Selected text:
BEGIN
‘I am humbled by these people’

National Catholic Reporter
By Tom Hagan
Haiti — First Person
Editor’s note: Fr. Tom Hagan, 68, a member of the Oblates of St. Francis de Sales, is founder of a nonprofit organization, “Hands Together” (handstogether.org), which began its work in 1985 when Hagan, then a chaplain at colleges in southeastern Pennsylvania, started taking students on visits to Haiti. Out of those visits grew a network of supporters and a respected relief organization. Hagan moved to Port-au-Prince in 1997 where he oversaw a program he had begun in Cité Soleil, that city’s largest and most desperate slum. The program is widely recognized as one of the most effective educational and health organizations in that area.

Tom Roberts, NCR’s editor at large, contacted Hagan by e-mail and asked him about his experience during the quake and his assessment of the future of Haiti and the church in that country. His response arrived by e-mail Jan. 24. With minor editing, the e-mail follows.

Dear Tom:

Sorry my first response did not get through! My setup here is a laptop on the ground next to a very loud electric gas generator and with what seems to be a thousand young all wanting to use the computer. I will try again.
END
Data supplied:
BEGIN
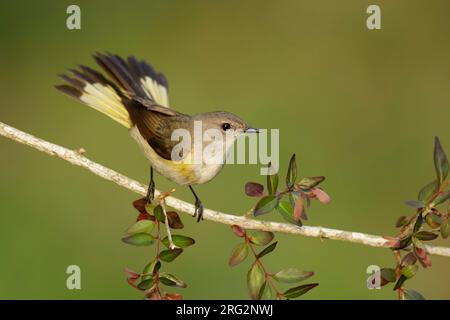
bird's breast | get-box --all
[130,126,223,185]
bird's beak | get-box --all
[245,127,259,133]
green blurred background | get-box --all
[0,0,450,299]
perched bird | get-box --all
[56,53,258,221]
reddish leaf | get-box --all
[231,224,245,237]
[294,195,303,221]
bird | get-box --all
[55,52,259,222]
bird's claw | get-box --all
[194,199,203,222]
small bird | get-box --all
[56,53,258,221]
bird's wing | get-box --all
[128,99,192,160]
[94,53,169,108]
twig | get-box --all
[0,122,450,257]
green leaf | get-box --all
[247,262,266,300]
[417,180,439,203]
[395,216,409,228]
[277,200,302,227]
[400,265,419,279]
[401,252,417,266]
[286,153,297,189]
[297,176,325,190]
[159,248,183,262]
[272,268,314,283]
[414,231,438,241]
[257,241,278,259]
[122,233,155,246]
[405,200,425,209]
[142,260,161,278]
[167,211,184,229]
[405,290,425,300]
[434,137,448,184]
[267,162,278,195]
[431,191,450,207]
[245,182,264,197]
[138,278,154,290]
[258,281,273,300]
[380,268,397,282]
[125,220,155,235]
[153,205,166,223]
[247,230,274,246]
[162,234,195,248]
[283,283,319,299]
[393,275,407,291]
[440,218,450,239]
[159,272,187,288]
[253,196,278,216]
[228,242,248,267]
END
Set of tasks:
**a)** List every place named in the Haiti letter.
**b)** According to the Haiti letter, in what year did Hagan move to Port-au-Prince?
**c)** Continue the Haiti letter from its last sentence.

Numbered responses:
**a)** Haiti, southeastern Pennsylvania, Port-au-Prince, Cité Soleil

**b)** 1997

**c)**
This past week has been terrifying. I have lived through all the violence in Cité Soleil over the past years: being shot at and having guns held to my head, seeing people close to me down here shot, but none can compare to the horror of the earthquake. Doug Campbell, who has been with me for over 20 years and serves as the executive director of Hands Together, had just arrived. We were to meet with the archbishop the next morning about the situation in Cité Soleil.

Doug and I were sitting down talking when the quake began. I tried to get under a table that was only a few feet away but the floor was moving in the opposite direction. I felt totally disoriented and fortunately one of the young Haitians ran back into the house and grabbed me and Doug. There was almost total darkness and I could hear screaming but also singing, which seemed weird to me, but I was told that the people were praying.

I looked up at the rubble that was our house for volunteers, seminarians and street kids. I was bleeding from the head and there was a terrific pain in my back. Doug ran back into the rubble to try and begin to pull people out, but then we heard cries that the gas was leaking and that there would be an explosion. One of the street kids, Makenson, who was shot and is now blind and whom I found two years ago literally in the street, was crying out to me beneath all the rocks and debris but we could not get to him. [Makenson was eventually rescued.]

It was then that two ex-gang members from Cité Soleil ran up to me and carried me to Mother Teresa’s nuns. When I entered their compound they were already treating the wounded and they bandaged me up and I hobbled back to my place.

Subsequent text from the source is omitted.